Rabu, 10 September 2008

PAUD DESA MISKIN

Menatap Masa Depan PAUD Kita

Oleh Nur Khasanah

TULISAN Paulus Mujiran berjudul “PAUD bagi Anak Miskin” (Suara Merdeka, 11/8), menarik untuk disikapi, sebagai bahan pertimbangan bagi pemerintah dalam mengeluarkan kebijakan yang tegas, terfokus dan adil bagi masyarakat.

Apa yang diuraikan Paulus Mujiran benar, bahwa masih ada sebagian anak-anak bangsa yang kurang beruntung dan tidak bisa mengenyam pendidikan yang nyaman untuk mengisi kehidupan masa kecilnya.

Meskipun pendidikan anak usia dini (PAUD) sudah berkembang di sana-sini, ternyata angka pastisipasi masyarakat terhadap PAUD tergolong masih rendah dibandingkan negara-negara lain. Data Unesco (2005) menyebutkan, angka partisipasi PAUD Indonesia tergolong paling rendah di dunia, yakni baru sekitar 20% dari sekitar 20 juta anak usia 0-8 tahun. Lebih rendah dari Thailand (86%), Malaysia (89%), bahkan Filipina (27%) dan Vietnam (43%).

Jumlah anak usia dini Indonesia hingga akhir 2006 tercatat sebanyak 28.364.300. Tetapi yang sudah menikmati layanan pendidikan anak usia dini, baik formal dan nonformal, baru sekitar 13.223.812. Artinya, lebih dari separuh anak-anak usia dini belum terlayani pendidikannya.

Tentunya semua itu menjadi keprihatinan kita bersama, tidak hanya bagi pemerintah selaku pemegang kendali kekuasaan, tetapi seluruh masyarakat, untuk bersama-sama memikirkan kelangsungan pendidikan anak-anak kita.

Pendidikan Anak Usia Dini (AUD) merupakan basis pengembangan dan pemberdayaan seluruh aspek kehidupan anak-anak, mulai dari ranah intelektual, kepribadian dan emosional. Karenanya, PAUD sangat penting untuk membangun mentalitas bangsa.

Dunia menghendaki semua negara memerhatikan pendidikan anak usia dini. Setidaknya sejak pertemuan di Jomtien, Thailand, pada 1990. Forum itu melahirkan Deklarasi Jomtien yang isinya antara lain menyatakan pentingnya pendidikan untuk semua, mulai dari kandungan sampai menjelang ajal.

************

Daftar Tugas:
**A)** Menurut data Unesco (2005) yang dikutip dalam artikel tentang PAUD, berapakah angka partisipasi PAUD di Indonesia?
**B)** Tuliskan ulang bagian artikel tentang PAUD yang dimulai dari "Menatap Masa Depan" dan berakhir pada "adil bagi masyarakat.".
**C)** Berdasarkan artikel tentang PAUD, jelaskan mengapa PAUD dinilai sangat penting untuk membangun mentalitas bangsa.

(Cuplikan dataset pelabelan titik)
************

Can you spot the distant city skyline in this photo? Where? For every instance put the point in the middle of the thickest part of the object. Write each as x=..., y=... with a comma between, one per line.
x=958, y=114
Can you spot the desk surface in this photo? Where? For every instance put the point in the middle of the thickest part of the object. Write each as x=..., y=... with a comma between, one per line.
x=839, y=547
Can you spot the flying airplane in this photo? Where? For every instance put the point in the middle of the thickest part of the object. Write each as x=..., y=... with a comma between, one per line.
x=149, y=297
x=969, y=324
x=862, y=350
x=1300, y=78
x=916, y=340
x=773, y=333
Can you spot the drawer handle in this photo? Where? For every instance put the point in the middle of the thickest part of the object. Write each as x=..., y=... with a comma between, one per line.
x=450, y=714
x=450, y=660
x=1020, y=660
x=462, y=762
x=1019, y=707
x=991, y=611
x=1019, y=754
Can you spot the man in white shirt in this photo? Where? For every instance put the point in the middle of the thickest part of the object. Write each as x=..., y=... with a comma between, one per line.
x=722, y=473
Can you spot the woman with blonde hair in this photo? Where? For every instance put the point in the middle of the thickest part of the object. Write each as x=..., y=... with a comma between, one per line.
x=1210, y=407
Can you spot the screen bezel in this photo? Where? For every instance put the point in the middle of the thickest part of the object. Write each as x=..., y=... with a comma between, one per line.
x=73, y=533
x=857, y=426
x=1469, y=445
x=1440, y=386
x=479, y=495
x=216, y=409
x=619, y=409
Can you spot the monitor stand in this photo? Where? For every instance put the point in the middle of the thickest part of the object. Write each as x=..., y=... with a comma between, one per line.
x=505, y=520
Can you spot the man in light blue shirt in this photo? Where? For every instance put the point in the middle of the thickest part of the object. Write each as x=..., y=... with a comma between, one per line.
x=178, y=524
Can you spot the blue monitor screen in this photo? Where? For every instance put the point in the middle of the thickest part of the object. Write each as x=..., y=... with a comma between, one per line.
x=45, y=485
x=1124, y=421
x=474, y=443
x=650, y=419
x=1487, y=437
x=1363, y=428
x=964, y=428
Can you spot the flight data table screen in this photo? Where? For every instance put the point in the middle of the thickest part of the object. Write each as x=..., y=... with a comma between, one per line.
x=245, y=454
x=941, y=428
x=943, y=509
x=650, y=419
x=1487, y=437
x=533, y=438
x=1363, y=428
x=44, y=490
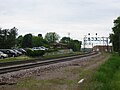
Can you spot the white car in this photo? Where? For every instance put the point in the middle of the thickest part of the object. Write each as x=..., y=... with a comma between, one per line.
x=2, y=55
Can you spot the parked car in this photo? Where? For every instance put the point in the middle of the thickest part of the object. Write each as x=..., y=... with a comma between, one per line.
x=40, y=48
x=3, y=55
x=10, y=53
x=17, y=52
x=22, y=50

************

Jawaban Latihan:
**A)** Sekitar 20% dari sekitar 20 juta anak usia 0-8 tahun.

**B)**
Menatap Masa Depan PAUD Kita

Oleh Nur Khasanah

TULISAN Paulus Mujiran berjudul “PAUD bagi Anak Miskin” (Suara Merdeka, 11/8), menarik untuk disikapi, sebagai bahan pertimbangan bagi pemerintah dalam mengeluarkan kebijakan yang tegas, terfokus dan adil bagi masyarakat.

**C)** PAUD dinilai sangat penting karena pendidikan anak usia dini merupakan basis pengembangan dan pemberdayaan seluruh aspek kehidupan anak-anak. Aspek tersebut mencakup ranah intelektual, kepribadian, dan emosional.